Source material:
=-=-=
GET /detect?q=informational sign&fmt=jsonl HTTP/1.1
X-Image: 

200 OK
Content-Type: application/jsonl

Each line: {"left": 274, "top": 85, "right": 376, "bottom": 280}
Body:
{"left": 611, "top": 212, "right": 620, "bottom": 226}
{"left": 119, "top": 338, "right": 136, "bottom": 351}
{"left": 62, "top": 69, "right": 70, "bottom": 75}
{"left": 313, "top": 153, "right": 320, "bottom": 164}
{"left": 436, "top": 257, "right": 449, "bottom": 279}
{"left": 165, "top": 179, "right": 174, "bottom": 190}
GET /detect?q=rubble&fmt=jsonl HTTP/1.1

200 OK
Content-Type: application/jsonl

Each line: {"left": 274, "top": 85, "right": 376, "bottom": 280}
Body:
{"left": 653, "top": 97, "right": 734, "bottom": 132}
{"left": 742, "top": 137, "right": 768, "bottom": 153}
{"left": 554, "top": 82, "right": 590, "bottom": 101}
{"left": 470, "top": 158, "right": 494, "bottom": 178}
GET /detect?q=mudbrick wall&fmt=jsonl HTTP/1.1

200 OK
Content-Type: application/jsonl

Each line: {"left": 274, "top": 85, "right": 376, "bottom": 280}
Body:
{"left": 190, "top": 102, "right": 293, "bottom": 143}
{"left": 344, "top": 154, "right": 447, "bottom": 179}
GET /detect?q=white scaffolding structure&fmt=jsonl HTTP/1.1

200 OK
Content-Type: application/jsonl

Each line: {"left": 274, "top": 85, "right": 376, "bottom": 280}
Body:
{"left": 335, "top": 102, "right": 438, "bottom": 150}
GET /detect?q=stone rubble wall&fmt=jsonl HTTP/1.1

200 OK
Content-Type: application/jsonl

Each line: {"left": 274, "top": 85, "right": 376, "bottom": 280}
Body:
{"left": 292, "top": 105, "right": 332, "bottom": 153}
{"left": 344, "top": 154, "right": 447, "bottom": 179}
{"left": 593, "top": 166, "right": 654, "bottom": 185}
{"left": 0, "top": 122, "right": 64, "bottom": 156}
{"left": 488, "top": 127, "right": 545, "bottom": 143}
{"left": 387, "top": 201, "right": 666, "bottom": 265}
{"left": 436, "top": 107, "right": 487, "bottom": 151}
=-=-=
Try it: Please write out all the data above, exactly as it reads.

Task result:
GET /detect?q=informational sign&fmt=jsonl HTTP/1.1
X-Image: 

200 OK
Content-Type: application/jsonl

Each line: {"left": 274, "top": 85, "right": 376, "bottom": 280}
Body:
{"left": 611, "top": 212, "right": 620, "bottom": 226}
{"left": 119, "top": 338, "right": 136, "bottom": 351}
{"left": 62, "top": 69, "right": 70, "bottom": 75}
{"left": 313, "top": 153, "right": 320, "bottom": 164}
{"left": 436, "top": 257, "right": 449, "bottom": 279}
{"left": 165, "top": 179, "right": 174, "bottom": 190}
GET /detect?q=rubble&fmt=jsonl HTTP/1.1

200 OK
Content-Type: application/jsonl

Each line: {"left": 274, "top": 85, "right": 376, "bottom": 280}
Body:
{"left": 653, "top": 97, "right": 734, "bottom": 132}
{"left": 742, "top": 137, "right": 768, "bottom": 153}
{"left": 554, "top": 82, "right": 590, "bottom": 101}
{"left": 470, "top": 158, "right": 494, "bottom": 178}
GET /detect?q=mudbrick wall&fmt=jsonl HTTP/1.1

200 OK
Content-Type: application/jsonl

Each line: {"left": 274, "top": 85, "right": 376, "bottom": 280}
Body:
{"left": 190, "top": 102, "right": 293, "bottom": 143}
{"left": 344, "top": 154, "right": 447, "bottom": 179}
GET /detect?q=white scaffolding structure&fmt=jsonl HTTP/1.1

200 OK
Content-Type: application/jsonl

Each line: {"left": 274, "top": 85, "right": 376, "bottom": 280}
Body:
{"left": 335, "top": 102, "right": 438, "bottom": 150}
GET /detect?q=stone rubble wall&fmt=jsonl HTTP/1.1

200 OK
Content-Type: application/jsonl

Each line: {"left": 274, "top": 85, "right": 376, "bottom": 280}
Body:
{"left": 292, "top": 105, "right": 332, "bottom": 153}
{"left": 344, "top": 154, "right": 447, "bottom": 179}
{"left": 593, "top": 166, "right": 654, "bottom": 185}
{"left": 0, "top": 122, "right": 64, "bottom": 156}
{"left": 488, "top": 127, "right": 545, "bottom": 143}
{"left": 387, "top": 201, "right": 666, "bottom": 265}
{"left": 436, "top": 107, "right": 487, "bottom": 151}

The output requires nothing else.